• What is being asked
Edit the rows below so that every "person cooking" becomes "cook" and nothing else changes. Leave the pictures out of your answer.
----- Input data -----
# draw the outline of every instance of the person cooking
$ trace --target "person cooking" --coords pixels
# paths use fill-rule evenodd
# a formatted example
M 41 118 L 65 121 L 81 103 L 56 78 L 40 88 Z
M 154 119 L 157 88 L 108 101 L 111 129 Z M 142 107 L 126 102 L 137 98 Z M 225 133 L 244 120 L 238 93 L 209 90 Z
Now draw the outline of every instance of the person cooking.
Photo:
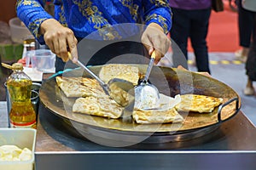
M 68 51 L 73 56 L 73 62 L 77 61 L 78 41 L 91 32 L 118 24 L 145 23 L 148 28 L 154 28 L 147 27 L 141 41 L 145 45 L 148 55 L 155 50 L 155 64 L 169 48 L 171 42 L 166 34 L 172 26 L 172 11 L 167 0 L 55 0 L 55 17 L 44 10 L 45 3 L 49 2 L 18 0 L 16 10 L 18 17 L 37 40 L 48 45 L 59 57 L 56 60 L 56 71 L 62 70 L 65 62 L 68 60 Z M 113 38 L 113 35 L 108 35 L 104 34 L 104 40 Z M 119 46 L 122 44 L 108 48 L 108 53 L 110 54 L 120 54 L 117 52 L 111 54 L 111 51 L 118 51 Z M 129 48 L 125 48 L 126 52 L 137 50 L 135 49 L 137 47 L 134 45 L 128 46 Z M 97 61 L 101 62 L 96 62 L 96 65 L 106 62 L 101 54 L 99 56 L 102 59 Z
-----
• Result for this exercise
# draw the outline of every instance of the cook
$ trace --target "cook" --coords pixels
# paths use fill-rule evenodd
# a formatted example
M 41 118 L 65 121 L 81 103 L 56 78 L 40 88 Z
M 154 119 L 157 88 L 108 101 L 111 129 Z M 142 107 L 126 102 L 137 98 Z M 225 133 L 244 120 L 238 93 L 209 90 Z
Now draw the outline of every instance of the cook.
Photo:
M 68 51 L 73 56 L 73 62 L 77 61 L 78 41 L 91 32 L 118 24 L 145 23 L 148 28 L 154 28 L 147 27 L 141 41 L 145 45 L 148 55 L 155 50 L 155 64 L 169 48 L 171 42 L 166 34 L 172 26 L 172 11 L 167 0 L 55 0 L 55 17 L 44 10 L 45 3 L 49 2 L 18 0 L 16 10 L 18 17 L 37 40 L 48 45 L 59 57 L 56 60 L 56 71 L 62 70 L 65 62 L 68 60 Z M 113 38 L 113 35 L 108 35 L 104 34 L 104 40 Z M 119 46 L 122 44 L 108 48 L 108 53 L 110 54 L 120 54 L 117 52 L 111 54 L 111 51 L 118 51 Z M 129 48 L 125 48 L 126 52 L 137 50 L 135 49 L 137 47 L 134 45 L 128 46 Z M 97 61 L 101 62 L 96 62 L 96 65 L 106 62 L 101 54 L 99 56 L 102 59 Z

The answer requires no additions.